:: EXTRAIT ::

L’antique forteresse sert en partie de prison, mais elle est devenue aussi le pacifique asile du musée, de la bibliothèque, de tout ce cocasse et agréable fouillis qui fait songer à une cellule de sorcier, à un laboratoire d’alchimiste, à un cabinet de cousin Pons : cailloux, animaux empaillés, vieilles faïences, vieux bouquins, vieux parchemins, vieilles gravures, outils de silex, instruments de torture, tromblons, rapières, cela dans un décor de murailles épaisses, de poutres apparentes, de cheminées à vastes auvents. Tout semble groupé au hasard, les objets subissent l’éclairage de clair-obscur des étroites fenêtres profondément encaissées. Çà et là, un portrait de Mme de Sévigné. Une belle cheminée provient d’une maison de la rue de la Poterie ayant appartenu à Lucas Royer et à Françoise Gouverneur, son épouse.

NOTRE-DAME DE VITRÉ.

:::
:: DONNÉES FOURNIES ::

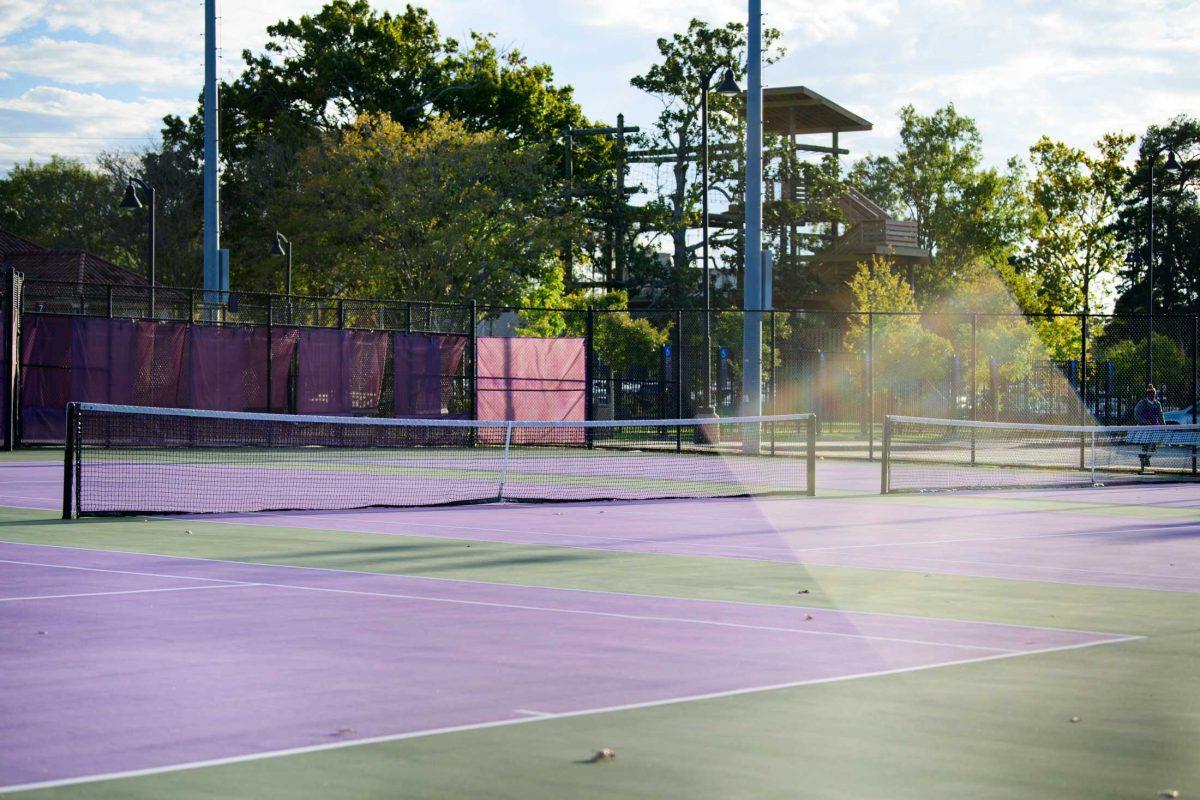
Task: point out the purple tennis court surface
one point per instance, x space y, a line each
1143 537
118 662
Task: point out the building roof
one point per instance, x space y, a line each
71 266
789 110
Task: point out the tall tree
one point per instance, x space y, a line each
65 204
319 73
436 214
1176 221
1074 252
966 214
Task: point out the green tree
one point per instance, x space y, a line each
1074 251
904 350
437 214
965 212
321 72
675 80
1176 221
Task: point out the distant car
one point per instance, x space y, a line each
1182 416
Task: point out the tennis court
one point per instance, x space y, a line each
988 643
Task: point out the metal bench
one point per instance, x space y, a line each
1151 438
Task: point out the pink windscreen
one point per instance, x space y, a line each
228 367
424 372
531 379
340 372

:::
:: DONNÉES FOURNIES ::

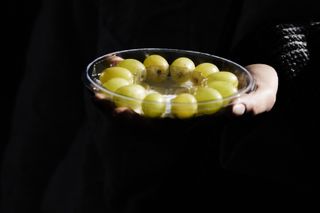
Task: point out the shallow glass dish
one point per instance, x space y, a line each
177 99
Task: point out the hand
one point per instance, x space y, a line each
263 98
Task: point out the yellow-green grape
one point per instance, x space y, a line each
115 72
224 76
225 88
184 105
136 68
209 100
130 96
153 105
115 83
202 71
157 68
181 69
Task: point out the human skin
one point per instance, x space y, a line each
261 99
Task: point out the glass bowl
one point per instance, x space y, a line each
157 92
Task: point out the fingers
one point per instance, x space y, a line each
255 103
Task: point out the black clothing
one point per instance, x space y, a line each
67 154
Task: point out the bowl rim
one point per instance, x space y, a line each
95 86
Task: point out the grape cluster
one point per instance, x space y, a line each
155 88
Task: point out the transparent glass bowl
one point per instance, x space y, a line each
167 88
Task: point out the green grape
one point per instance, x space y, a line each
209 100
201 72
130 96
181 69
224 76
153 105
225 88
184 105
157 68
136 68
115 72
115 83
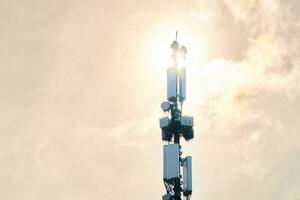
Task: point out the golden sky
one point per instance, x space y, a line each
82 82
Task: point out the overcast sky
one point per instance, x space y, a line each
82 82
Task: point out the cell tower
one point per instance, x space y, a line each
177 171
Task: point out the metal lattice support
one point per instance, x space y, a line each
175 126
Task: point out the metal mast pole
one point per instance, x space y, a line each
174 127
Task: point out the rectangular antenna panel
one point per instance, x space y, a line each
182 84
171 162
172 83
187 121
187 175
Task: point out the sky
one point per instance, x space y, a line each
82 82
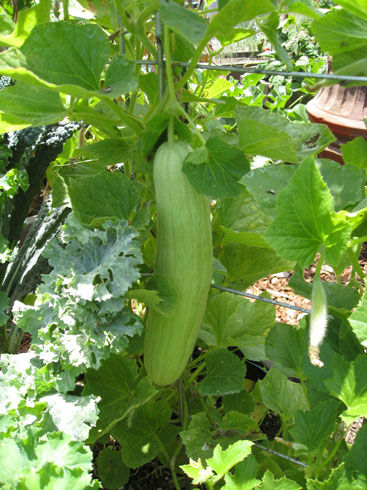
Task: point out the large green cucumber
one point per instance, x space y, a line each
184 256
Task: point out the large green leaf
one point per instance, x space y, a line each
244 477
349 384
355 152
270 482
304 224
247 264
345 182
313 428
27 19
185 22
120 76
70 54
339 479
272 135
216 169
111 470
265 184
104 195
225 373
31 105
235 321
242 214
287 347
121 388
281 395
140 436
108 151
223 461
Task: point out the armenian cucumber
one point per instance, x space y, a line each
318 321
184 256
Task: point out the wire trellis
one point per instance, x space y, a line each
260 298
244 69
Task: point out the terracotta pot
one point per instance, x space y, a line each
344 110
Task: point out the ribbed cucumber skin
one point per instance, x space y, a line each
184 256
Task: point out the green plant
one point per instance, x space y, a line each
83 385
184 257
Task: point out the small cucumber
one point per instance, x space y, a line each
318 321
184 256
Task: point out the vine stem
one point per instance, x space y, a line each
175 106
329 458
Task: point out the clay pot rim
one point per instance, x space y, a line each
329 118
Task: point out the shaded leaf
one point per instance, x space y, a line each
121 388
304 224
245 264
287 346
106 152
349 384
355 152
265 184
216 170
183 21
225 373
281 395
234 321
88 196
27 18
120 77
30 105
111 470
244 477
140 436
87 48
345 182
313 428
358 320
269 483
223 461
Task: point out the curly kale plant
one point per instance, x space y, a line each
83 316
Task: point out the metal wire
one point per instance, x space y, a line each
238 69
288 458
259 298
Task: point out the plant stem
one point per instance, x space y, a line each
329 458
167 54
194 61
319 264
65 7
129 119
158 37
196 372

:::

CONSIGNE A:
Recopiez fidèlement l’extrait sur la forteresse, de « L’antique forteresse sert » à « NOTRE-DAME DE VITRÉ. ».
CONSIGNE B:
Reformulez sous forme de liste le paragraphe de l’extrait sur la forteresse qui commence par « L’antique forteresse sert en partie de prison », en gardant ses faits principaux.
CONSIGNE C:
Selon l’extrait sur la forteresse, d’où provient la belle cheminée ?

RÉPONSE ATTENDUE A:
L’antique forteresse sert en partie de prison, mais elle est devenue aussi le pacifique asile du musée, de la bibliothèque, de tout ce cocasse et agréable fouillis qui fait songer à une cellule de sorcier, à un laboratoire d’alchimiste, à un cabinet de cousin Pons : cailloux, animaux empaillés, vieilles faïences, vieux bouquins, vieux parchemins, vieilles gravures, outils de silex, instruments de torture, tromblons, rapières, cela dans un décor de murailles épaisses, de poutres apparentes, de cheminées à vastes auvents. Tout semble groupé au hasard, les objets subissent l’éclairage de clair-obscur des étroites fenêtres profondément encaissées. Çà et là, un portrait de Mme de Sévigné. Une belle cheminée provient d’une maison de la rue de la Poterie ayant appartenu à Lucas Royer et à Françoise Gouverneur, son épouse.

NOTRE-DAME DE VITRÉ.

RÉPONSE ATTENDUE B:
- La forteresse sert en partie de prison et abrite aussi le musée et la bibliothèque.
- On y trouve un fouillis d’objets : cailloux, animaux empaillés, vieilles faïences, vieux livres, parchemins, gravures, outils de silex, instruments de torture, tromblons et rapières.
- Le décor se compose de murailles épaisses, de poutres apparentes et de cheminées à vastes auvents.
- Les objets semblent groupés au hasard et sont éclairés en clair-obscur par d’étroites fenêtres encaissées.
- On y voit çà et là un portrait de Mme de Sévigné.
- Une belle cheminée vient d’une maison de la rue de la Poterie qui a appartenu à Lucas Royer et à son épouse, Françoise Gouverneur.

RÉPONSE ATTENDUE C:
D’une maison de la rue de la Poterie qui a appartenu à Lucas Royer et à son épouse, Françoise Gouverneur.